Problem requirements> Reproduce the material below character for character, starting at the line that contains "Query: door molding" and continuing through the last line, with both ends included. Leave out everything that comes before that starting line.

Position identification records>
· · · · ·

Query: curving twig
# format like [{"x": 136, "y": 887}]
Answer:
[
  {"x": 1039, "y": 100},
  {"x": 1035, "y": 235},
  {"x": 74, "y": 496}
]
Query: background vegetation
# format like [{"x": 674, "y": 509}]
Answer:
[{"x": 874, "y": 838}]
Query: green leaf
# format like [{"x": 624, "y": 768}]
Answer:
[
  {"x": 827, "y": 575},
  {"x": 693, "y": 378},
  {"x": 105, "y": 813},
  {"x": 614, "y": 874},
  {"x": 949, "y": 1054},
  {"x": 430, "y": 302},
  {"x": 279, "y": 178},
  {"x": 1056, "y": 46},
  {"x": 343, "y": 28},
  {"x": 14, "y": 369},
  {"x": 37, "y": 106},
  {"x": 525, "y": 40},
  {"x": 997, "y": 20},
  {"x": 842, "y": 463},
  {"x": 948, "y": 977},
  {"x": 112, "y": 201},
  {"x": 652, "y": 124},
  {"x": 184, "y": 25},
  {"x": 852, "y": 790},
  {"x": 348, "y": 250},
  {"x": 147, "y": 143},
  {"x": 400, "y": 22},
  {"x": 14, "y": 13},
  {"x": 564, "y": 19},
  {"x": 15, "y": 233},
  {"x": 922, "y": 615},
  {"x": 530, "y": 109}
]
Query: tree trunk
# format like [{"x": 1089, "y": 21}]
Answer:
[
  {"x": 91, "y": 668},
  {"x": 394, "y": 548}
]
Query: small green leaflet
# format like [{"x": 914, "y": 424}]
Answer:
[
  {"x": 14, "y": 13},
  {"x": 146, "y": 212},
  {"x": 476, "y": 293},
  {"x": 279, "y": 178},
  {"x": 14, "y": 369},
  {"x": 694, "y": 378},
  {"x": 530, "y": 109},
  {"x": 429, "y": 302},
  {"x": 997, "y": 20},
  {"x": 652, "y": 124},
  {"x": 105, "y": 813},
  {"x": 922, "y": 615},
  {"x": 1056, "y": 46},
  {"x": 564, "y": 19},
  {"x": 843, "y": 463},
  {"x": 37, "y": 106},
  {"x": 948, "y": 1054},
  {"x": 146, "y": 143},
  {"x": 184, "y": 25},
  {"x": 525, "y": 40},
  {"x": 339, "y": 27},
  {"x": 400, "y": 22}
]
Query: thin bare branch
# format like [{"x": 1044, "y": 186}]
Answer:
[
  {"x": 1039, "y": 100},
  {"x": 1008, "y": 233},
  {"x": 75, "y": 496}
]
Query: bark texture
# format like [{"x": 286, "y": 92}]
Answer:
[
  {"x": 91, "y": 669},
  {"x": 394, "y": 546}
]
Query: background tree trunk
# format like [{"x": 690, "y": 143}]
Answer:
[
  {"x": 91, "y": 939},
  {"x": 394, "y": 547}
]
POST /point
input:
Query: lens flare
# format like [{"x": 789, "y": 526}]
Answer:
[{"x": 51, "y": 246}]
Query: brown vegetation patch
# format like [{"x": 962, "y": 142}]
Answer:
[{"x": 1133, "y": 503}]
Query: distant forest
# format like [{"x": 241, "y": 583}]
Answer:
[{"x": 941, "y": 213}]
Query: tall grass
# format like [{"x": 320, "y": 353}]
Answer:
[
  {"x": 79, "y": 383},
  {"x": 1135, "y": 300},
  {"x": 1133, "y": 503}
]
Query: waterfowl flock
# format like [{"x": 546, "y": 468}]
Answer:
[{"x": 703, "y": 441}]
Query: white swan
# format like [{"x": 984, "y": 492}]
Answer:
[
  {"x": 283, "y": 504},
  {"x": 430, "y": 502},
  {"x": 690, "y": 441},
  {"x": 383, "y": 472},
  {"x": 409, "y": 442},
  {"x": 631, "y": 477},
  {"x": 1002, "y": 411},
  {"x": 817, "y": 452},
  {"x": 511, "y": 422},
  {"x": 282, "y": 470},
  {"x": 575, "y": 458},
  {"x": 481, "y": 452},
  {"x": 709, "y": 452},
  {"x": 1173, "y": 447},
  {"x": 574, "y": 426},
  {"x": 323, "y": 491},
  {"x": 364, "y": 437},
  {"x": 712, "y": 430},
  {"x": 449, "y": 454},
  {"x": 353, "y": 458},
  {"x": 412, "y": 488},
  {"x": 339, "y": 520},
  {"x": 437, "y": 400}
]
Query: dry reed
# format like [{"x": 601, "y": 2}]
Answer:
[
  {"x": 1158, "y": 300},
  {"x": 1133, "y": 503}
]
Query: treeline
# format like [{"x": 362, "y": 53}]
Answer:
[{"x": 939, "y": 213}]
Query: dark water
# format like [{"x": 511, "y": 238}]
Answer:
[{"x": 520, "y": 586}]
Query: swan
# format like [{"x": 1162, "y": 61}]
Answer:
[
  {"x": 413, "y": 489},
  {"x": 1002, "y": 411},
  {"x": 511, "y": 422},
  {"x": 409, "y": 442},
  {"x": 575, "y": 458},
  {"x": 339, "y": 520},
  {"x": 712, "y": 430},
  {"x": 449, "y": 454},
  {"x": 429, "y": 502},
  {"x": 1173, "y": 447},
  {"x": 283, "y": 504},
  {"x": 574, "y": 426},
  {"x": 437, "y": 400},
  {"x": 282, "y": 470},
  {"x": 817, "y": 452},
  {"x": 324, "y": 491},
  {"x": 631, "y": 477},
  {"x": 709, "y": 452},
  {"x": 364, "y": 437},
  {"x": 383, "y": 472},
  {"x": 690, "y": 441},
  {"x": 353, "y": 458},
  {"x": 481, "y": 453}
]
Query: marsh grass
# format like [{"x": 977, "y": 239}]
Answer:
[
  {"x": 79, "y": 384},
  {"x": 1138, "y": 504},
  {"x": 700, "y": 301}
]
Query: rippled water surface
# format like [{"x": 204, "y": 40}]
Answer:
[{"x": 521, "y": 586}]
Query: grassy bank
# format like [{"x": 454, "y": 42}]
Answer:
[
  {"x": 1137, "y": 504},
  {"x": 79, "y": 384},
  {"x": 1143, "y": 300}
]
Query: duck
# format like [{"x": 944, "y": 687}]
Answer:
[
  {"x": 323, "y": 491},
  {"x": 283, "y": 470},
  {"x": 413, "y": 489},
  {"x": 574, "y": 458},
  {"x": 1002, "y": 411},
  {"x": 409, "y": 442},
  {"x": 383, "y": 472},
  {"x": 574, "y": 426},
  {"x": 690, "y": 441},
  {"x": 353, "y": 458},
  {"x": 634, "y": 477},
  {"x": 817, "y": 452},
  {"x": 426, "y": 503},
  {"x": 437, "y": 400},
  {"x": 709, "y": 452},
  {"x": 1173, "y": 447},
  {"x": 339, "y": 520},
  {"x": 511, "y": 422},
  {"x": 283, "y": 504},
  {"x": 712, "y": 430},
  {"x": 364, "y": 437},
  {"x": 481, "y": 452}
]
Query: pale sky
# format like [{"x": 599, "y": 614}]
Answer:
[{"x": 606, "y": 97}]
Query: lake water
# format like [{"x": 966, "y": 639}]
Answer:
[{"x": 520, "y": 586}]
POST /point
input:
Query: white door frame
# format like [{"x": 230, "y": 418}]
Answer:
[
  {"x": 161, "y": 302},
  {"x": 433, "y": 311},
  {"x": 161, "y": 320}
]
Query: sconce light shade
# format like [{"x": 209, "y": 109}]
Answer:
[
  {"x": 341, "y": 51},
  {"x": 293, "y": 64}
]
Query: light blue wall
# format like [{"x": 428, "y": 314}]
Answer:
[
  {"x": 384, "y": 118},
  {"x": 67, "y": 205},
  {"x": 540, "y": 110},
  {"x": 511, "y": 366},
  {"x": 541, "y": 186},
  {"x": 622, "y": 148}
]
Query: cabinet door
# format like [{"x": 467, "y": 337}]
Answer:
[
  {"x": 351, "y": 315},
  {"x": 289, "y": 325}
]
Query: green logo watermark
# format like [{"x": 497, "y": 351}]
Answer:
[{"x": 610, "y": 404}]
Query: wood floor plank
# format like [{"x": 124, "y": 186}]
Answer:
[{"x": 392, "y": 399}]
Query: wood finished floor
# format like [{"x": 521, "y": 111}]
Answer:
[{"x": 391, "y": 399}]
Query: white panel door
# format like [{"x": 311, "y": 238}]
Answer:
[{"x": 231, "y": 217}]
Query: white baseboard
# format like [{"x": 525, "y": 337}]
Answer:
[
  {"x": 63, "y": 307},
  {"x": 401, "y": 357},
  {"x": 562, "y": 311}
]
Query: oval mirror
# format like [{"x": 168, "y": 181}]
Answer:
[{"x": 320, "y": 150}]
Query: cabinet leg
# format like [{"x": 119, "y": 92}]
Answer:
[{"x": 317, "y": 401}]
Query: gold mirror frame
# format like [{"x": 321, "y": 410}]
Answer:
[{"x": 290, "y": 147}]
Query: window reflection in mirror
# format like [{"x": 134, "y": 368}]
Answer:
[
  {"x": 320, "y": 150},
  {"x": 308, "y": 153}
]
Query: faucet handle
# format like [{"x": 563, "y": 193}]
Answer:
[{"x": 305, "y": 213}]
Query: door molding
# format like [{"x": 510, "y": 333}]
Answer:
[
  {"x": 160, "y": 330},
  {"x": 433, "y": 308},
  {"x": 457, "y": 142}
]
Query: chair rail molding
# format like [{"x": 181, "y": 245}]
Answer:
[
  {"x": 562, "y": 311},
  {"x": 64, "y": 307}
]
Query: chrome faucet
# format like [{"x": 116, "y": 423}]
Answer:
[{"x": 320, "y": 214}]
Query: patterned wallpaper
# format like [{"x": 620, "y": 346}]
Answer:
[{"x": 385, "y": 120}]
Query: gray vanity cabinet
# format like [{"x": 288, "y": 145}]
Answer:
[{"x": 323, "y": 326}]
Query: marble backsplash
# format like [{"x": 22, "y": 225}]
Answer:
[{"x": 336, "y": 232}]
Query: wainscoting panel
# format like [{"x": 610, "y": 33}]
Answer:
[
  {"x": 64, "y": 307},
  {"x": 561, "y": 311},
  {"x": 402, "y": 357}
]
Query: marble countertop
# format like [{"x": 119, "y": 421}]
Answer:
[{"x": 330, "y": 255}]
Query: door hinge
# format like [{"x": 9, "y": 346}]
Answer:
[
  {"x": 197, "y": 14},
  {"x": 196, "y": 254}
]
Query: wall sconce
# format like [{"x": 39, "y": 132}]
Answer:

· · · · ·

Solved exercise>
Query: door molding
# format like [{"x": 510, "y": 333}]
Answer:
[
  {"x": 160, "y": 330},
  {"x": 433, "y": 308},
  {"x": 457, "y": 142}
]
Query: chair rail molding
# format like [{"x": 181, "y": 245}]
Answer:
[
  {"x": 562, "y": 311},
  {"x": 64, "y": 307}
]
Query: chrome faucet
# format like [{"x": 116, "y": 423}]
Answer:
[{"x": 320, "y": 214}]
Query: patterned wallpaper
# format like [{"x": 620, "y": 346}]
Answer:
[{"x": 385, "y": 120}]
Query: gray vanity cabinet
# format like [{"x": 288, "y": 145}]
Answer:
[{"x": 323, "y": 326}]
Query: marble backsplash
# format like [{"x": 22, "y": 225}]
Answer:
[{"x": 336, "y": 232}]
Query: wainscoting panel
# format like [{"x": 610, "y": 33}]
Answer:
[
  {"x": 64, "y": 307},
  {"x": 561, "y": 311},
  {"x": 402, "y": 357}
]
Query: marble countertop
# format like [{"x": 119, "y": 421}]
Answer:
[{"x": 330, "y": 255}]
Query: door hinge
# format like [{"x": 9, "y": 346}]
Answer:
[
  {"x": 197, "y": 14},
  {"x": 196, "y": 254}
]
Query: wall sconce
# format like [{"x": 39, "y": 132}]
Answer:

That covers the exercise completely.